Start of Available records

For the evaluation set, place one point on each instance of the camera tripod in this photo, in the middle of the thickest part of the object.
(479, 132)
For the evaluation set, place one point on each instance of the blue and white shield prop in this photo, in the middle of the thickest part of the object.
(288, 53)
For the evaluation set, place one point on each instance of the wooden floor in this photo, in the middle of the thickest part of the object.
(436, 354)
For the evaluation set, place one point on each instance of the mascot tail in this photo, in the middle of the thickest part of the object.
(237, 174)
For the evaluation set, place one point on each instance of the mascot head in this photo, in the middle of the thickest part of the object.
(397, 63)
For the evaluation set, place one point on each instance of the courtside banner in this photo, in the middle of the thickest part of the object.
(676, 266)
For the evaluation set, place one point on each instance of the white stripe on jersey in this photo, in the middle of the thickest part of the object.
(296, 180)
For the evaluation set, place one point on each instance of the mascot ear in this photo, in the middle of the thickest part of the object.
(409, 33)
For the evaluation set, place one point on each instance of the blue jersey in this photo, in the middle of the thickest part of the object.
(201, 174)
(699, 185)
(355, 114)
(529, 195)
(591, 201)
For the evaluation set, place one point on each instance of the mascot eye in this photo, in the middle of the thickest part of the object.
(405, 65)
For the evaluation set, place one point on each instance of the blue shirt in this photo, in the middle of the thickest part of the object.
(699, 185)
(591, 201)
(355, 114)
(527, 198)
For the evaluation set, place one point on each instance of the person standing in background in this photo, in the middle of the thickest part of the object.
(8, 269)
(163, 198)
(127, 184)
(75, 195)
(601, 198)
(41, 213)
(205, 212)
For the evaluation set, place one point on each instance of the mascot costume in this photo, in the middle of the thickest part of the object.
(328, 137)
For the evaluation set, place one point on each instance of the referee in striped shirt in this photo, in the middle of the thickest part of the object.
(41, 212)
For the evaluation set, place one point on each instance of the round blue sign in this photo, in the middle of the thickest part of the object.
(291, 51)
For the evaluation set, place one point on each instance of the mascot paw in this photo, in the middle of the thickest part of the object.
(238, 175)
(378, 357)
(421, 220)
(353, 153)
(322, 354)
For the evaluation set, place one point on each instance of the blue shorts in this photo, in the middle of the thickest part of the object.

End of Available records

## Job
Rewrite every line of the records above, swapping "evaluation set" for "test set" wherever it occurs and keeping everything else the same.

## Answer in full
For the test set, place one point on each instance of the camera tripod in this photo, in the middle of the thickest part of the object.
(479, 132)
For the test set, place one point on each instance of the blue and white shield prop in this photo, in the middle of the thickest part of the object.
(288, 53)
For the test set, place one point on each instance of the wooden floor in this photo, in the middle of the thickest part of the object.
(436, 354)
For the test set, place one point on each instance of the mascot tail in this photo, in the middle of the thickest part of the object.
(237, 174)
For the test set, place one point on each instance of the mascot head in this photo, in the middle of the thickest part of the object.
(397, 63)
For the test set, place one point on each instance of the courtside banner in this photo, in the middle of the thickest part of the object.
(676, 266)
For the test set, place one point on each instance of the white stripe on jersey in this photo, in the middle of the thickest part of the object.
(296, 180)
For the test set, place one point on each instance of the mascot ear in this photo, in the middle of the thickest part of the object.
(409, 33)
For the test set, place one point on each instance of the blue jersey in this photo, in the middle of the thickest part of the object.
(201, 174)
(699, 185)
(355, 114)
(529, 195)
(591, 201)
For the test set, place one point on each instance of the mascot eye in this photo, in the middle of the thickest part of the object.
(405, 65)
For the test set, place one point on each instance of the blue shirt in this photo, in the middle of the thickest part of the object.
(699, 185)
(591, 201)
(355, 114)
(527, 198)
For the test set, place one point on each instance of the person standing in background in this photo, in the middle of the thickest part of the object.
(8, 269)
(163, 198)
(127, 184)
(75, 195)
(601, 198)
(41, 213)
(205, 212)
For the test set, place one point on each instance of the mascot costume in this photo, in the middle of the thickest part of the object.
(328, 137)
For the test set, place one point on each instance of the referee in striped shirt in this photo, in the middle of the thickest part of the object.
(41, 212)
For the test set, place one point on each instance of the round blue sign in this photo, in the middle of the thickest part of the object.
(291, 51)
For the test set, place one point on each instance of the mascot paw in this photo, in the middle of the thickest part of the object.
(238, 175)
(378, 357)
(421, 220)
(353, 153)
(322, 354)
For the test set, place one point on each instance of the blue shorts in this photo, in the middle of the thickest part of the object.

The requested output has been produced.